START Excerpted data

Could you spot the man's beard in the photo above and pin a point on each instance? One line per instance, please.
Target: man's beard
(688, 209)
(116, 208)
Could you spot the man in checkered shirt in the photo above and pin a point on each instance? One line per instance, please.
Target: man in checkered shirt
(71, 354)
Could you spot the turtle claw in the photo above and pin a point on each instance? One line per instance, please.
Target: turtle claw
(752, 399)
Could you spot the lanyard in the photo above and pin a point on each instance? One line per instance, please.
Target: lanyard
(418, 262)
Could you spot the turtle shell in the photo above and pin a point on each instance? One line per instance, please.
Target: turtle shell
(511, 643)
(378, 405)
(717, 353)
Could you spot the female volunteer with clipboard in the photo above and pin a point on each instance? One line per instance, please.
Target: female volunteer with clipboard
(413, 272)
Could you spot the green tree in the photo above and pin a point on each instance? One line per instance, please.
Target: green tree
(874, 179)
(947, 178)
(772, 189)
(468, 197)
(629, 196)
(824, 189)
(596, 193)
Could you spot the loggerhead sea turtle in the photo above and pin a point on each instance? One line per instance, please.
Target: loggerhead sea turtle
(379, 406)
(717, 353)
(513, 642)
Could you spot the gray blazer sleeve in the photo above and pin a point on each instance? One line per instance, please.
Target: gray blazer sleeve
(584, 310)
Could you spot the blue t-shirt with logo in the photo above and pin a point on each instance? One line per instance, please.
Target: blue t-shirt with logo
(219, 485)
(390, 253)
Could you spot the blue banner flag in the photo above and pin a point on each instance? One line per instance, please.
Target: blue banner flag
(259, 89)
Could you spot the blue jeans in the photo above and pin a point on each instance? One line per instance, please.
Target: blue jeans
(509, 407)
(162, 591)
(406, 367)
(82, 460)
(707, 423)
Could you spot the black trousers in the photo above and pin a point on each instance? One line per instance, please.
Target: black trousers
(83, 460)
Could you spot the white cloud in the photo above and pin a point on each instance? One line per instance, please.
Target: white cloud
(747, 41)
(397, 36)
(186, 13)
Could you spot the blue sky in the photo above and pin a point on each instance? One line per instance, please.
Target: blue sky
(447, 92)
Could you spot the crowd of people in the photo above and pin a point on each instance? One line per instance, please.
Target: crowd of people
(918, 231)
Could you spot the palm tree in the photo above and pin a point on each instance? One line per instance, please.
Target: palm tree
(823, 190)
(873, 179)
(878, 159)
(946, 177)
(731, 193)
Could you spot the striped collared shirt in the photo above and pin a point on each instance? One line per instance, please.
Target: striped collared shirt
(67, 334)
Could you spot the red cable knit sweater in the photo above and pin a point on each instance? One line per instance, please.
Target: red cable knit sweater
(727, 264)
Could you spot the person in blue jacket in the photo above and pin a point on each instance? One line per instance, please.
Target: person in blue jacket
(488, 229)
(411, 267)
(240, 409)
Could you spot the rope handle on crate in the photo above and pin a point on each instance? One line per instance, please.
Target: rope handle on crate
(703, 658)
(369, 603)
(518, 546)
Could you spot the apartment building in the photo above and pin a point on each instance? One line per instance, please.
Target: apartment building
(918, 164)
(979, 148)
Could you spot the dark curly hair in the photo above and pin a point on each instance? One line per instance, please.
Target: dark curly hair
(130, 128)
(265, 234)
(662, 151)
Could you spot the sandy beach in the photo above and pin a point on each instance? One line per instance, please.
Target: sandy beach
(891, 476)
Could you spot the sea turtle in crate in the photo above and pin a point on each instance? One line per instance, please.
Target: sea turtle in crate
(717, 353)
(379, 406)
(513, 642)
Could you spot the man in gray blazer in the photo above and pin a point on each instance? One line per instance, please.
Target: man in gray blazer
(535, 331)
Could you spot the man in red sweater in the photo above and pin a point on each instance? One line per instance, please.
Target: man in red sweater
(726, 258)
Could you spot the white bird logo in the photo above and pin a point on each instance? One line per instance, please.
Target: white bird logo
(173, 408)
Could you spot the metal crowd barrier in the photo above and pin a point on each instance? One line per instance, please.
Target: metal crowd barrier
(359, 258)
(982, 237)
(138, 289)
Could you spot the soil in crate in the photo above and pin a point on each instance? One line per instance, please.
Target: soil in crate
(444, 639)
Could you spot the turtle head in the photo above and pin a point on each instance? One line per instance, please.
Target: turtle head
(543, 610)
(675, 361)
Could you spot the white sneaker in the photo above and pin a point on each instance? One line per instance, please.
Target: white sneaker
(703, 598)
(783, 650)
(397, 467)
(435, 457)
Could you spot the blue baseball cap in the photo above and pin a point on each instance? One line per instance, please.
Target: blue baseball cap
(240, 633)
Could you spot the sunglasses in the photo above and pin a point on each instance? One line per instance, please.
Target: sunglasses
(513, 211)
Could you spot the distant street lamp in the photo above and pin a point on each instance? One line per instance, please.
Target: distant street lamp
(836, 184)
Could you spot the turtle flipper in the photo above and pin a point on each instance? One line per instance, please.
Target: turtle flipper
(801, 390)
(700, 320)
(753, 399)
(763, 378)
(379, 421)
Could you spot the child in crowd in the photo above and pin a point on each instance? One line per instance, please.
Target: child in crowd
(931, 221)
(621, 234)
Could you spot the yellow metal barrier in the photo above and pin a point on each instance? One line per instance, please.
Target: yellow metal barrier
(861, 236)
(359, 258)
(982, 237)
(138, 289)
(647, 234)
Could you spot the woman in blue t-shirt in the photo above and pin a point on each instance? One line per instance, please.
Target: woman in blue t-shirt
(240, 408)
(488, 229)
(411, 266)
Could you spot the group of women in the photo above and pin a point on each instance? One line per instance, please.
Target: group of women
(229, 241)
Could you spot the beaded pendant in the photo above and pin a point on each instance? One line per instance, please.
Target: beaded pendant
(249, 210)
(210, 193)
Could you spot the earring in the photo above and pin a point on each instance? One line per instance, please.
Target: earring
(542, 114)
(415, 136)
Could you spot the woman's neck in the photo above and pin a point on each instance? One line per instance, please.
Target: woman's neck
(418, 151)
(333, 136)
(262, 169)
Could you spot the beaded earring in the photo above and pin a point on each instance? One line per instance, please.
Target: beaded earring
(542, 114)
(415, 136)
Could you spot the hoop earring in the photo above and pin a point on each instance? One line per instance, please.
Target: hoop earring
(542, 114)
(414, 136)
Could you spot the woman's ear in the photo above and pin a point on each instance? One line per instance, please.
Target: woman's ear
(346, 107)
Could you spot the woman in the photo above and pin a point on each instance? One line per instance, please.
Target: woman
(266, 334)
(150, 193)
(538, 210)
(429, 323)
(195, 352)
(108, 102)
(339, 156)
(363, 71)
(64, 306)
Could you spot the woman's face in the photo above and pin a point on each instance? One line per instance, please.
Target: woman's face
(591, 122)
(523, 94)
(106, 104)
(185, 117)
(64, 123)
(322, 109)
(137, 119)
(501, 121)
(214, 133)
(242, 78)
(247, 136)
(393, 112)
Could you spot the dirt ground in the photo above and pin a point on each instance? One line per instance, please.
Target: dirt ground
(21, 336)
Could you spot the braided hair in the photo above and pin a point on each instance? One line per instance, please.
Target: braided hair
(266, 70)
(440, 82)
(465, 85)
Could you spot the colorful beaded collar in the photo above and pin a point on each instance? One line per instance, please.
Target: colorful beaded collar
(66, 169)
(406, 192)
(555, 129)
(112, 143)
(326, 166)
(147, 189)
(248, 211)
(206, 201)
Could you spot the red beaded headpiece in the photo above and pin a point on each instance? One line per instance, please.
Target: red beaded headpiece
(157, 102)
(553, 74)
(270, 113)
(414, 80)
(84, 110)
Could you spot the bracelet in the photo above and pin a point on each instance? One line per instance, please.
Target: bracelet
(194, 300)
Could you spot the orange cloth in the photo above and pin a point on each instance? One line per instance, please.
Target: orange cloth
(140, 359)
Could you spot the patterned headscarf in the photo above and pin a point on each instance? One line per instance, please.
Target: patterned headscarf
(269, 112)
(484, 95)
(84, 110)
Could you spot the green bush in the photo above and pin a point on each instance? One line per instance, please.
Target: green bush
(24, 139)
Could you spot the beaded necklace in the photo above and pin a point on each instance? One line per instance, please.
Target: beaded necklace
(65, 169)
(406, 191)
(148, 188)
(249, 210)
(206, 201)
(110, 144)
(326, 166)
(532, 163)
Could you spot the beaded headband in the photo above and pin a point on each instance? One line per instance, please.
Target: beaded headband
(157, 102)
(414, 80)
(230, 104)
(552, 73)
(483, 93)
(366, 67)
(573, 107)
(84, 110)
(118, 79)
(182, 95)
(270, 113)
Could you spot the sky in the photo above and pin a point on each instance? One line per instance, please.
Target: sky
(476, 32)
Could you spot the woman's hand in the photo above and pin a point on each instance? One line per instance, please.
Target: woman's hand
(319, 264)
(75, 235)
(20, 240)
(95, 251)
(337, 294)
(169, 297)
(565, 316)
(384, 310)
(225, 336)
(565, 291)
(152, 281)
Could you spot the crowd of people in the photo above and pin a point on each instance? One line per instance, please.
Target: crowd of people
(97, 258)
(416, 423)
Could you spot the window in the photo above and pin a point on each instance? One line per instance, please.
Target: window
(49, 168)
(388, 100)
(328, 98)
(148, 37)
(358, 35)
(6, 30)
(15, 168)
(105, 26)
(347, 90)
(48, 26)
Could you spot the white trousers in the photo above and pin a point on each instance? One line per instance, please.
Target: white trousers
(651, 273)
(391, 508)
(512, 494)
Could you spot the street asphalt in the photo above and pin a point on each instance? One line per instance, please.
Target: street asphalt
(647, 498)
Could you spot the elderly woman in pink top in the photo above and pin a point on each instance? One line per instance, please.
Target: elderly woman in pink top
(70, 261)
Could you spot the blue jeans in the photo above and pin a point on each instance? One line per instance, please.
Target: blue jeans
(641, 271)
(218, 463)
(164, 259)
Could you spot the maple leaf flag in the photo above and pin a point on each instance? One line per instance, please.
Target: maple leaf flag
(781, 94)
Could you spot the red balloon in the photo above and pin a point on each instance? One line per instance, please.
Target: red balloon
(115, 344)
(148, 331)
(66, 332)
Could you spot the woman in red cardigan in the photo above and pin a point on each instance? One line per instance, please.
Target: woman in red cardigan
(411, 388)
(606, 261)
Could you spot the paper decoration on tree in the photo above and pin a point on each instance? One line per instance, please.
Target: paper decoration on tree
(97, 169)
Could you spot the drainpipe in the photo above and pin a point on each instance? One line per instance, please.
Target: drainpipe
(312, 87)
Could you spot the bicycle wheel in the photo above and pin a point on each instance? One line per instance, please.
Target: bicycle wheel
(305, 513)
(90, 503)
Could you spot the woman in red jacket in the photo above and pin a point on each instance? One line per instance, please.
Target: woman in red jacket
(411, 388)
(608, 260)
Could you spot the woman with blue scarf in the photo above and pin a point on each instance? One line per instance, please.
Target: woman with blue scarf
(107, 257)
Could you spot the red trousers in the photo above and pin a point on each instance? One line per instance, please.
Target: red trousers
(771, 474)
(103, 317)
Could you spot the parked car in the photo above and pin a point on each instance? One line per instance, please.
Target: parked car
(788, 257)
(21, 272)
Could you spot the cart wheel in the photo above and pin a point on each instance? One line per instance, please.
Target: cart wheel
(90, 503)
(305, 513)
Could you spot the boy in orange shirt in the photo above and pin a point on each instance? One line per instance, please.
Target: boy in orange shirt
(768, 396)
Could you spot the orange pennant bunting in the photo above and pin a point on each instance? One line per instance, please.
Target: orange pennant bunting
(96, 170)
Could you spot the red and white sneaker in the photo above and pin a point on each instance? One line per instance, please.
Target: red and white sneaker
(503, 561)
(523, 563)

END Excerpted data

Goal of the exercise
Recast the lines as a Markdown table with the columns Row and Line, starting at the line that contains "Could you spot the orange pennant" and continuing through the end of the records. Number each row and leave out any blank lines.

Problem solution
| Row | Line |
|---|---|
| 1 | Could you spot the orange pennant bunting in the photo above and pin a point on each instance? One line per instance, please. |
| 2 | Target: orange pennant bunting |
| 3 | (96, 170) |
| 4 | Could you spot the red and white sneaker in the photo above and pin a point on each instance? One line per instance, please. |
| 5 | Target: red and white sneaker |
| 6 | (503, 561) |
| 7 | (523, 563) |